### WORK TO BE COMPLETED
Your answer must be an exact copy of the records, minus any pictures.
[Start of section]
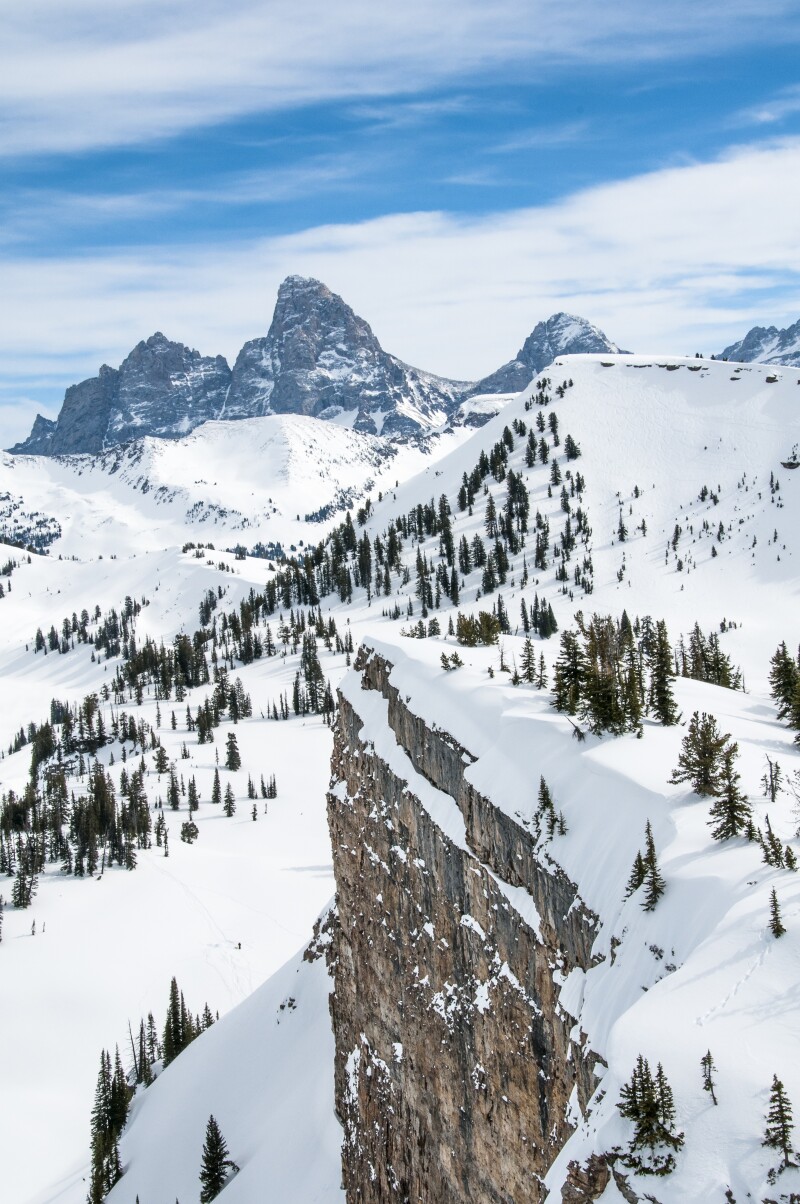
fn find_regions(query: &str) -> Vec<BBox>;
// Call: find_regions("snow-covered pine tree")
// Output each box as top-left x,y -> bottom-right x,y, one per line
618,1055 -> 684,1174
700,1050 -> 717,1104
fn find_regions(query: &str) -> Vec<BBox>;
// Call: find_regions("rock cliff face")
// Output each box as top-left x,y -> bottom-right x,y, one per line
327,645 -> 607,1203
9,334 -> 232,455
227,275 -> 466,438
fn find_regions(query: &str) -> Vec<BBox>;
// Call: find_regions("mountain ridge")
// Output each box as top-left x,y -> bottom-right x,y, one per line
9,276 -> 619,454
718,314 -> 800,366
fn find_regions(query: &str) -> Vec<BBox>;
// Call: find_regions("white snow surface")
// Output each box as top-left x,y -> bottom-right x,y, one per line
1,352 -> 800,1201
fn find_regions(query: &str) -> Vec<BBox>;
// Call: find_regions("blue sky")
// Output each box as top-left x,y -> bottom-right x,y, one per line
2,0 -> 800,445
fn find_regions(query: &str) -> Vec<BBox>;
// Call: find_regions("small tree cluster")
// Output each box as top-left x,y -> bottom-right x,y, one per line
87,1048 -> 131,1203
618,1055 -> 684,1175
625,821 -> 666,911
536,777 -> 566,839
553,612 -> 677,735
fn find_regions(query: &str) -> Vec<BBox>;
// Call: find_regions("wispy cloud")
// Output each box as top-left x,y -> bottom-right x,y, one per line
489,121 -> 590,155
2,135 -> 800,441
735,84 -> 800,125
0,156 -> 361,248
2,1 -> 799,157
[End of section]
### ANSWER
fn find_regions(query: &str) -> Vec<BBox>;
// Call: find_regions("snow-covered pine tree")
// Output each box as top-left x,y -> bottom-right x,y, one per line
618,1055 -> 684,1174
700,1050 -> 717,1104
fn find_regions(query: &str) -> Vec<BBox>;
// Call: find_regions("rock cliff face")
// Output each box as top-left x,y -> bottom-right x,y, one per line
327,645 -> 607,1203
9,334 -> 232,455
227,275 -> 466,438
fn find_regions(query: &str) -> Vec<BBox>;
// Call: find_regions("mountain ridge")
// Output each box as top-left x,y -> bottom-right x,y, one per line
9,276 -> 619,454
718,314 -> 800,366
fn find_regions(query: &str) -> Vec<BBox>;
// Call: find_regions("white snow surface")
// Output each box as top-left x,y -> bottom-right x,y, one per line
1,352 -> 800,1201
fn find_regions(query: &str) -> Vec<BBox>;
// Call: find_regions("blue sky")
// Output each box as top-left x,y -> bottom-right x,y, one per line
2,0 -> 800,445
fn find_regions(query: &str) -> Vec<BBox>;
// Call: find_regions("small tree cluster")
// Output each box as top-left x,y -> bottom-right x,y, one per line
87,1048 -> 131,1203
618,1055 -> 684,1175
625,821 -> 666,911
536,777 -> 566,839
553,612 -> 677,735
fn find_regions(query: &str) -> Vec<BBox>;
// Call: find_regions("wispy cloud")
// Output each box as top-left x,y -> bottom-right x,y, one per line
489,121 -> 590,155
2,135 -> 800,441
735,84 -> 800,125
0,156 -> 361,248
2,1 -> 799,157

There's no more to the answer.